» **Supplied records**:
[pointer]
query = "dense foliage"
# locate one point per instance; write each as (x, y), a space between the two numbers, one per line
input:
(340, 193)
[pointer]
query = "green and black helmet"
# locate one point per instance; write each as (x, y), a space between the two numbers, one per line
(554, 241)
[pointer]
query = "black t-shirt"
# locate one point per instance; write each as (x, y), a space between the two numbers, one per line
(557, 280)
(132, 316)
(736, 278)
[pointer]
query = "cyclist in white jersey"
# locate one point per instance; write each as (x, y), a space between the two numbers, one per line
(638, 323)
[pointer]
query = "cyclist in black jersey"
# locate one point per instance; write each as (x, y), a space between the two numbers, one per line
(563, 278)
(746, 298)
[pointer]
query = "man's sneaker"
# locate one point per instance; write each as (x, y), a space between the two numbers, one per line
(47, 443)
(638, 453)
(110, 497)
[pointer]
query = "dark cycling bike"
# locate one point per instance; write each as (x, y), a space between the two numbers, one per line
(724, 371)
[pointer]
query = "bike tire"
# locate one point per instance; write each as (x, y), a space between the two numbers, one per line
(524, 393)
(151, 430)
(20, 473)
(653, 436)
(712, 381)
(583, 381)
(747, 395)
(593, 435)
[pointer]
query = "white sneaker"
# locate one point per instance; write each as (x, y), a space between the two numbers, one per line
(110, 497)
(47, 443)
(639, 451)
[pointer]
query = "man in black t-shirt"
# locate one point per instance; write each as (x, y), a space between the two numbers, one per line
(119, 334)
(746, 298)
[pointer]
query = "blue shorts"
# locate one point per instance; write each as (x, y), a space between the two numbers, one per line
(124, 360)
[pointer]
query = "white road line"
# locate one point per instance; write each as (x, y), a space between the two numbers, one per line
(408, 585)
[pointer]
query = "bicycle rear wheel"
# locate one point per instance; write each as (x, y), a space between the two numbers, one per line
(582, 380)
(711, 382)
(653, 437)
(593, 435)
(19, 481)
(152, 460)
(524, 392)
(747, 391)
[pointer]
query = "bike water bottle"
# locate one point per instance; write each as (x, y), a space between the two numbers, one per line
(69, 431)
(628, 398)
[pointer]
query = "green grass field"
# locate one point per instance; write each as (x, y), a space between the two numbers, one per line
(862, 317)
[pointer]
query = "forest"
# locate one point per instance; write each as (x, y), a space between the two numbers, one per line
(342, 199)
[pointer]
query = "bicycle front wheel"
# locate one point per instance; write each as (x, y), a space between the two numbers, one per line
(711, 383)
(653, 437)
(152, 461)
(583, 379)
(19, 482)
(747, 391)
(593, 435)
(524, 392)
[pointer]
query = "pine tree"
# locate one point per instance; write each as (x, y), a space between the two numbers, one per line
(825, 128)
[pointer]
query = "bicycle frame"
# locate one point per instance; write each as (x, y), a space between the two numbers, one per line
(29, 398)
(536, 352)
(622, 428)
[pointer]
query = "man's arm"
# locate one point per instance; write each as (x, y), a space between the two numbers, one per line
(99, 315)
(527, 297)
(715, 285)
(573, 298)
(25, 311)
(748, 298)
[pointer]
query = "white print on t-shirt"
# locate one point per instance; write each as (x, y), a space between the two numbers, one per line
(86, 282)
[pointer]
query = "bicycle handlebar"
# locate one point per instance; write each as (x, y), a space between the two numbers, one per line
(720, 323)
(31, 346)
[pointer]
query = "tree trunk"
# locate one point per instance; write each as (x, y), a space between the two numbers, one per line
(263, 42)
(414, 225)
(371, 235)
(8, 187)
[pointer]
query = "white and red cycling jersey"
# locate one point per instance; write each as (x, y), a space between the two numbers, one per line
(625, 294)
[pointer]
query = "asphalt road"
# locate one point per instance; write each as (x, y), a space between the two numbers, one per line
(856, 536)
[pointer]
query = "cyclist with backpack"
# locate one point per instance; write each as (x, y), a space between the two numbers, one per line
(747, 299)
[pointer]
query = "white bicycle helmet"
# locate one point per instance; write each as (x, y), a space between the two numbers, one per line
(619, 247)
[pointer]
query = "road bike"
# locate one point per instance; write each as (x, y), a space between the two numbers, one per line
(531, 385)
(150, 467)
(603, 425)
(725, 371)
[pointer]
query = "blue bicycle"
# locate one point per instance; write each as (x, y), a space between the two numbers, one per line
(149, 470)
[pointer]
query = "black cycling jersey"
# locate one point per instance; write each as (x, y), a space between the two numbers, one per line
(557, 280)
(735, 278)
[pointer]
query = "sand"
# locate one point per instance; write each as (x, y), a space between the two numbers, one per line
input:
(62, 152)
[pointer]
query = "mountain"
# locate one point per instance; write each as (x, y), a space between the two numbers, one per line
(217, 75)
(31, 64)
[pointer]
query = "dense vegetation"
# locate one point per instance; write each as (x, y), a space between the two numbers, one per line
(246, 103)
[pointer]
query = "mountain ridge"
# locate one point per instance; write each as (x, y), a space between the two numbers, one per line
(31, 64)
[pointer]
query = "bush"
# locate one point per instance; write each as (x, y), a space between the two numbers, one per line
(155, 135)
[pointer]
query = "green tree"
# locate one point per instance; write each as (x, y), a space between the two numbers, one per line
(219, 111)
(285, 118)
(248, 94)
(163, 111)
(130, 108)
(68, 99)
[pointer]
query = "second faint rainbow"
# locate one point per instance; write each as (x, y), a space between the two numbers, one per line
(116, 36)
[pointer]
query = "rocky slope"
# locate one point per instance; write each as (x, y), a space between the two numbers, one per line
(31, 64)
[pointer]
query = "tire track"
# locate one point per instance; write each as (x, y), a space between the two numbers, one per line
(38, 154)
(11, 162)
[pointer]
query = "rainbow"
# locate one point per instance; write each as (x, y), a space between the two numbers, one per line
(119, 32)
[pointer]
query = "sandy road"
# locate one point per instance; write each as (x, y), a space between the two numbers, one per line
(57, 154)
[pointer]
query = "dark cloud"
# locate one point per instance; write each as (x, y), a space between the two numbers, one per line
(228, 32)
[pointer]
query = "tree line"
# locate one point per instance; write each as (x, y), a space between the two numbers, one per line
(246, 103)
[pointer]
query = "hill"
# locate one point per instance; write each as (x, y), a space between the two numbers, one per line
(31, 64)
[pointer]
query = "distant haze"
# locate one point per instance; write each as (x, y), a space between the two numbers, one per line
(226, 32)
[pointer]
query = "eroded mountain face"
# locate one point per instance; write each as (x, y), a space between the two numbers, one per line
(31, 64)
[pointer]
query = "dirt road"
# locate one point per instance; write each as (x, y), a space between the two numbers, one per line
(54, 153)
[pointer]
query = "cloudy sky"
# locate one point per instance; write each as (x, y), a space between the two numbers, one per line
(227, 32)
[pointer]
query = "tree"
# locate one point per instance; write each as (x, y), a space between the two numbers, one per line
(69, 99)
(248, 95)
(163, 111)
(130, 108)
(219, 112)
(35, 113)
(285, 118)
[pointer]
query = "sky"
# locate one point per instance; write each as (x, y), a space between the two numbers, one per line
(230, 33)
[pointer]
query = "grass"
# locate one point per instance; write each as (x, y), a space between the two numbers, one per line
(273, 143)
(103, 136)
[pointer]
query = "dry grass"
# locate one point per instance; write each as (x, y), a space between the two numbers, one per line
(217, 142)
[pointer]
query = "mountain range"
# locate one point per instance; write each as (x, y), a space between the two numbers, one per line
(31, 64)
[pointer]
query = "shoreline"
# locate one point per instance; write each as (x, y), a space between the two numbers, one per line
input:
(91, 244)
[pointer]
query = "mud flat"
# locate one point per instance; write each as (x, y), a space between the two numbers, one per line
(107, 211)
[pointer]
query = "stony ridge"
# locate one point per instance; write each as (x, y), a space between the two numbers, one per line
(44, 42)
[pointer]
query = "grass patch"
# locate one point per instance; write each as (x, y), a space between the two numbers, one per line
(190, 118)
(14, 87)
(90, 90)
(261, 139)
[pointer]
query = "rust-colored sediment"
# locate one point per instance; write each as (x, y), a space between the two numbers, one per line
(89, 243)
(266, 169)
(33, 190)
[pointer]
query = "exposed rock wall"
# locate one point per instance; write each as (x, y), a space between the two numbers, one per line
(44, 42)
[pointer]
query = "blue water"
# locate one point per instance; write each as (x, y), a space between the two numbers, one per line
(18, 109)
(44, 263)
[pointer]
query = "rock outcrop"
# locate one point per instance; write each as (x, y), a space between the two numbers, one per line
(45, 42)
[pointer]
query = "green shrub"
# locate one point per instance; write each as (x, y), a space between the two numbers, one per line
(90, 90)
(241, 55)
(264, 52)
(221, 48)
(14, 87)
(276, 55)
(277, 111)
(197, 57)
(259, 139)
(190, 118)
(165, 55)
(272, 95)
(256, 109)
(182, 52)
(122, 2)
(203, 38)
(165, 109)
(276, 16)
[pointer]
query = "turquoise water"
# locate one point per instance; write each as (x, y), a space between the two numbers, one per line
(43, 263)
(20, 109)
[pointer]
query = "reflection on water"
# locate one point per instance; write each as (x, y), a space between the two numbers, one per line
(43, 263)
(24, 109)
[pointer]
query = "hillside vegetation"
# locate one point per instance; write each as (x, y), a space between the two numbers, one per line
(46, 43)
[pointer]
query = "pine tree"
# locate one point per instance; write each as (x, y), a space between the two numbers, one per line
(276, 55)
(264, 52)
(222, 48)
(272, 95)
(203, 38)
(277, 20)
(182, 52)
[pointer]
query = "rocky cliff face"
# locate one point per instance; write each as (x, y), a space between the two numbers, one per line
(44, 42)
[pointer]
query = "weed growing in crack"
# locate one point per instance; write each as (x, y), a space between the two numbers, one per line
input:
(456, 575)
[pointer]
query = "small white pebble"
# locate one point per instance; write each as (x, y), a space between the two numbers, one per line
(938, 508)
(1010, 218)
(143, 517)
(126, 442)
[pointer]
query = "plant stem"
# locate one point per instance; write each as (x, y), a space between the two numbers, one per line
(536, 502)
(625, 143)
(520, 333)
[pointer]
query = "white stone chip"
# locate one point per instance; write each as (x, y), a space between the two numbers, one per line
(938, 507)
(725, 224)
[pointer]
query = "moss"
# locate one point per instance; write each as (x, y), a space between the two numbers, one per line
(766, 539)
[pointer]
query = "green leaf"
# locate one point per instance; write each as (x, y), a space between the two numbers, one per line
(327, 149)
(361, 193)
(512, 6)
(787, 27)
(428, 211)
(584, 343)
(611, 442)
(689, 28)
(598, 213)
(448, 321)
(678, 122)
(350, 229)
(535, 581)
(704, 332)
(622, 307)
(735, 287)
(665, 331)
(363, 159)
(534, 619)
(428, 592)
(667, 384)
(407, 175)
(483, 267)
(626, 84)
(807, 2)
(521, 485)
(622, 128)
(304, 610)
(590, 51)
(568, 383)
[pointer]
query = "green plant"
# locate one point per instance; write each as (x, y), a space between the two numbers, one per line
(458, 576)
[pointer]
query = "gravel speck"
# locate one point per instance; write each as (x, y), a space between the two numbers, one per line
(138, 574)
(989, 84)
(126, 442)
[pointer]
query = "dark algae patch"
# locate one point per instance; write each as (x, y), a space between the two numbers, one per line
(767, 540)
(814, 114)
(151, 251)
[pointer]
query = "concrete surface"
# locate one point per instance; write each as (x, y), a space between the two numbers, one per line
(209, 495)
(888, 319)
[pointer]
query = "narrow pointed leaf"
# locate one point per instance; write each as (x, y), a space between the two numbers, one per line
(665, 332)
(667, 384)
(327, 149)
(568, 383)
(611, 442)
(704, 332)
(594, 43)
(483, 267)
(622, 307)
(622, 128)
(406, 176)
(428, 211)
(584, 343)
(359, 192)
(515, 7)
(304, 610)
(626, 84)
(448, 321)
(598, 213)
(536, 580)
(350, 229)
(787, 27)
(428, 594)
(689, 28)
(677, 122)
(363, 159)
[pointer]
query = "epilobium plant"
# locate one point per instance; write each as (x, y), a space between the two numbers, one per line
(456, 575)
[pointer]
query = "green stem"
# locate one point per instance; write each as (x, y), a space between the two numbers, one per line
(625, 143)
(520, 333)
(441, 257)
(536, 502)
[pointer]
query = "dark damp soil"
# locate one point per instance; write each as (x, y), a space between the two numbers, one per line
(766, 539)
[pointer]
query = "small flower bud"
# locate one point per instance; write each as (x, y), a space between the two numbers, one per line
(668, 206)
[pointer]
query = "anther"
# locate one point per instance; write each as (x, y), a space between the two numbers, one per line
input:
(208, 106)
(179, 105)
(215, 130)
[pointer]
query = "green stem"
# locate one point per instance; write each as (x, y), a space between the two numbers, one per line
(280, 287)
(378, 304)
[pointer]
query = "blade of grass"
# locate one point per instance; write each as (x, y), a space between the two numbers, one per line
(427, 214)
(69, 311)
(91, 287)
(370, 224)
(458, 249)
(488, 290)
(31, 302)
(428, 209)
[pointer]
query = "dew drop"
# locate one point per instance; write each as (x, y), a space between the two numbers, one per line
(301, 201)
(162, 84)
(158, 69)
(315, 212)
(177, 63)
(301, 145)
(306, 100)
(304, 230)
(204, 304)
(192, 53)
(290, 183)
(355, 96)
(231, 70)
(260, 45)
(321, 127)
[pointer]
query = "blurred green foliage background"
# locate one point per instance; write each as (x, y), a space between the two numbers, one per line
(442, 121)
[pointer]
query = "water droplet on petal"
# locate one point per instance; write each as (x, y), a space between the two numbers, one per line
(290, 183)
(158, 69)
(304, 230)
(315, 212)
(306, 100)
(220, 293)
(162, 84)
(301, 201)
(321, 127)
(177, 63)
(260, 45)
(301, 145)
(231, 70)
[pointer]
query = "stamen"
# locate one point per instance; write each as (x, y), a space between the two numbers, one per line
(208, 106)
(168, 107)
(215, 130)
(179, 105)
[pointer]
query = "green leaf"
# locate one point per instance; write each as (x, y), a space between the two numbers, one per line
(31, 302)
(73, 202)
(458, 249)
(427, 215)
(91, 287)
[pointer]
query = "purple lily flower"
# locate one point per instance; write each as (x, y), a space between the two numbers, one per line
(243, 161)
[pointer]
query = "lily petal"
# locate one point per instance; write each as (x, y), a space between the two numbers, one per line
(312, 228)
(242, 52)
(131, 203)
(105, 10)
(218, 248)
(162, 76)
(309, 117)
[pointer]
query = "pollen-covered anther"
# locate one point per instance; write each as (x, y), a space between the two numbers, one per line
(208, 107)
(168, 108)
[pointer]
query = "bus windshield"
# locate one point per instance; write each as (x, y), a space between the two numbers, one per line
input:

» **Task requirements**: Pull out every line in the rows above that contains the word "cycling", and copy each one unchanged.

» **Written answer**:
query = "dark cycling bike"
query = "white and red cycling jersey"
query = "black cycling jersey"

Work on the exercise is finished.